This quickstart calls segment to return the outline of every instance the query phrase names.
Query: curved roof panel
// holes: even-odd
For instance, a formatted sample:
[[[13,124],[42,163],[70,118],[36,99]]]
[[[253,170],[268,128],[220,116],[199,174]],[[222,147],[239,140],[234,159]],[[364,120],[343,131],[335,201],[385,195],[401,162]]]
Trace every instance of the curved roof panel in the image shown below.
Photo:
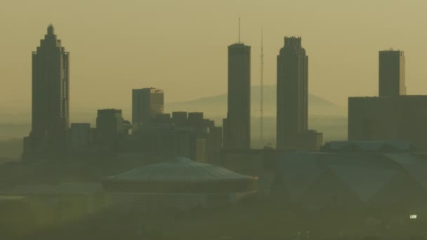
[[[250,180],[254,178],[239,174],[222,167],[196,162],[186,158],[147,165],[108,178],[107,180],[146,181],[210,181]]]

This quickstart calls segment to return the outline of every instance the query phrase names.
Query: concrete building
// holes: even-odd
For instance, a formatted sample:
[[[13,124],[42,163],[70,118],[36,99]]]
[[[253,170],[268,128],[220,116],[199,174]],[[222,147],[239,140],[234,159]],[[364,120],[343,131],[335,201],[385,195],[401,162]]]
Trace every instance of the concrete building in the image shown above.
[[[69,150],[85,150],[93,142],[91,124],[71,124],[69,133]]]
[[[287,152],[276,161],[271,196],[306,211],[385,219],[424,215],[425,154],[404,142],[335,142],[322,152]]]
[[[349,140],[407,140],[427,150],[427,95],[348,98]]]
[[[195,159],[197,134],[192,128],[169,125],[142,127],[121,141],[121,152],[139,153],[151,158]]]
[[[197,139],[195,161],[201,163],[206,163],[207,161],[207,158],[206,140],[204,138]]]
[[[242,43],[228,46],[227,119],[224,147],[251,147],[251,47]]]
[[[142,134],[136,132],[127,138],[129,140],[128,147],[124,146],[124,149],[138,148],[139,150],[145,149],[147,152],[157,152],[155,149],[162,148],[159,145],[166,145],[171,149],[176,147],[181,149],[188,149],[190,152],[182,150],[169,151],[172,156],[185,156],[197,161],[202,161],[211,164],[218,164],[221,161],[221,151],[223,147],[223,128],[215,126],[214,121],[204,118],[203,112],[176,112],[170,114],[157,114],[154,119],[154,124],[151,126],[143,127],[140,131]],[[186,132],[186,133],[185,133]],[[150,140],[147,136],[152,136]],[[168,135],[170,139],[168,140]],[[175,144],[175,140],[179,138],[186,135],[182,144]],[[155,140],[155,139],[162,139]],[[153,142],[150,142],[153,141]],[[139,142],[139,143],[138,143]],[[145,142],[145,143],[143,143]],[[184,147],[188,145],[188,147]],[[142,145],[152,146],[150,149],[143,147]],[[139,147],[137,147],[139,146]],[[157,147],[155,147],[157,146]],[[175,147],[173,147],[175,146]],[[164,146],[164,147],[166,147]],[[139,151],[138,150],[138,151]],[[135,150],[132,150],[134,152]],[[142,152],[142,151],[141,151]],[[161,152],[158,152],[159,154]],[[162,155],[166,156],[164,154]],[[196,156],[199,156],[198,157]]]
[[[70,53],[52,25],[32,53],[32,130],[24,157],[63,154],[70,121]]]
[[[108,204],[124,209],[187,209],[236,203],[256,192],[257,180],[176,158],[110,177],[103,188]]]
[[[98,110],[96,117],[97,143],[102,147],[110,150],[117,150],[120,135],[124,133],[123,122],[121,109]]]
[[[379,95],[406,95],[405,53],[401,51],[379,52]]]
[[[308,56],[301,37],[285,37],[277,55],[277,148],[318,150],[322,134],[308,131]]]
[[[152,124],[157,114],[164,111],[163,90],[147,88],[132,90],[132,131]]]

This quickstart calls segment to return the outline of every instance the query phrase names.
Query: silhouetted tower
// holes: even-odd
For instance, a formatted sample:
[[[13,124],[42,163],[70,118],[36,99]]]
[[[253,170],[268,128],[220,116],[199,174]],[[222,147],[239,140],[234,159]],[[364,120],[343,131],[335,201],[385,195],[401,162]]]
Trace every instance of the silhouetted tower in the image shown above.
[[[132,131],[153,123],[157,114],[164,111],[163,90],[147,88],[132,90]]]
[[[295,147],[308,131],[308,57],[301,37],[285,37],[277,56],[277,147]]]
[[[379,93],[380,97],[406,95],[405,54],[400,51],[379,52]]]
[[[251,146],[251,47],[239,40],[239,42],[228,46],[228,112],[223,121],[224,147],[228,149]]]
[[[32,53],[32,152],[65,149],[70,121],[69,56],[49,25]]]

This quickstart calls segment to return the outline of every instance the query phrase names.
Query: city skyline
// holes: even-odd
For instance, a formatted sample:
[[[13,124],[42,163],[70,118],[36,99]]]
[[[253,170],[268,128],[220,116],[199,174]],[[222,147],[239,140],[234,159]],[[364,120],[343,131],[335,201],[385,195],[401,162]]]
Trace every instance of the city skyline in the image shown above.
*-*-*
Ubah seluruh baris data di atas menjadi daftar bernomor tanpa menyertakan baris kosong. Gambar tidak perlu dimasukkan ke dalam jawaban.

**Hasil Latihan**
1. This quickstart calls segment to return the outline of every instance the query phrase names.
2. Query: curved roof panel
3. // holes: even-odd
4. For instance, a formatted sample:
5. [[[13,124],[42,163],[70,118],[36,99]]]
6. [[[253,170],[268,128],[220,116],[199,174]],[[222,147],[239,140],[234,159]],[[364,120],[343,131],[335,201],[385,195],[401,162]]]
7. Trace every instance of the curved roof panel in the image shown below.
8. Photo:
9. [[[250,180],[254,178],[239,174],[222,167],[196,162],[186,158],[147,165],[108,178],[107,180],[146,181],[210,181]]]
10. This quickstart calls segment to return the outline of every instance the query phrase names.
11. Query: concrete building
12. // holes: even-odd
13. For instance, a formatted sample:
14. [[[13,124],[42,163],[70,118],[36,99]]]
15. [[[253,170],[268,128],[220,116],[199,174]],[[222,147],[239,140],[234,159]],[[364,120],[343,131],[335,201],[385,195],[401,162]]]
16. Trace every instance of the concrete building in the image shown above.
17. [[[69,150],[85,150],[93,142],[91,124],[71,124],[69,133]]]
18. [[[287,152],[276,161],[271,196],[306,211],[385,219],[424,215],[425,154],[404,142],[335,142],[322,152]]]
19. [[[349,140],[407,140],[427,150],[427,95],[348,98]]]
20. [[[195,159],[197,134],[192,128],[169,125],[142,127],[121,141],[121,152],[139,153],[151,158]]]
21. [[[197,139],[195,161],[201,163],[206,163],[207,161],[207,158],[206,140],[204,138]]]
22. [[[242,43],[228,46],[227,119],[224,147],[251,147],[251,47]]]
23. [[[142,134],[136,132],[127,138],[129,140],[128,147],[124,146],[124,149],[138,148],[139,150],[145,149],[147,152],[157,152],[155,149],[162,148],[159,145],[166,145],[171,149],[176,147],[181,149],[188,149],[190,152],[182,150],[169,151],[172,156],[185,156],[197,161],[202,161],[211,164],[218,164],[221,161],[221,151],[223,147],[223,128],[215,126],[214,121],[204,118],[203,112],[176,112],[170,114],[157,114],[154,119],[154,124],[151,126],[143,127],[140,131]],[[186,132],[186,133],[185,133]],[[150,140],[147,136],[152,136]],[[168,135],[170,139],[168,140]],[[175,144],[175,140],[179,138],[186,135],[182,144]],[[155,140],[155,139],[162,139]],[[153,142],[150,142],[153,141]],[[139,142],[139,143],[138,143]],[[145,142],[145,143],[143,143]],[[184,147],[188,145],[188,147]],[[142,145],[152,146],[150,149],[143,147]],[[139,147],[137,147],[139,146]],[[157,147],[155,147],[157,146]],[[175,147],[173,147],[175,146]],[[164,146],[164,147],[166,147]],[[139,151],[138,150],[138,151]],[[135,150],[132,150],[134,152]],[[142,152],[142,151],[141,151]],[[161,152],[158,152],[159,154]],[[162,155],[166,156],[164,154]],[[196,156],[199,156],[198,157]]]
24. [[[70,53],[52,25],[32,53],[32,130],[24,157],[63,154],[70,121]]]
25. [[[108,204],[124,209],[187,209],[236,203],[256,192],[257,180],[176,158],[110,177],[103,188]]]
26. [[[98,110],[96,117],[97,143],[102,147],[110,150],[117,150],[120,135],[124,133],[123,122],[121,109]]]
27. [[[379,95],[406,95],[405,53],[401,51],[379,52]]]
28. [[[308,56],[301,37],[285,37],[277,55],[277,148],[318,150],[322,134],[308,131]]]
29. [[[152,124],[157,114],[164,111],[163,90],[147,88],[132,90],[132,131]]]
30. This quickstart calls segment to return the outline of every instance the query phrase names.
31. Query: silhouetted tower
32. // holes: even-odd
33. For instance, a formatted sample:
34. [[[13,124],[42,163],[70,118],[36,99]]]
35. [[[253,170],[268,128],[220,116],[199,174]],[[222,147],[239,140],[234,159]],[[364,120],[343,131],[335,201],[385,195],[401,162]]]
36. Trace every instance of the silhouetted tower in the image shown above.
37. [[[132,131],[153,123],[157,114],[164,111],[163,90],[147,88],[132,90]]]
38. [[[295,147],[308,131],[308,57],[301,37],[285,37],[277,56],[277,147]]]
39. [[[379,93],[380,97],[406,95],[405,54],[400,51],[379,52]]]
40. [[[251,146],[251,47],[239,40],[239,42],[228,46],[228,112],[223,121],[224,147],[228,149]]]
41. [[[32,53],[32,152],[65,149],[70,121],[69,56],[49,25]]]
42. This quickstart calls segment to return the outline of every instance the query phrase names.
43. Query: city skyline
44. // holes: even-odd
45. For instance, a formatted sample:
46. [[[13,124],[42,163],[70,118],[36,99]]]
47. [[[253,170],[268,128],[220,116],[199,174]],[[222,147],[239,140],[234,159]],[[364,120],[343,131],[335,201],[385,195],[401,162]]]
48. Trace every instance of the city skyline in the image shown above.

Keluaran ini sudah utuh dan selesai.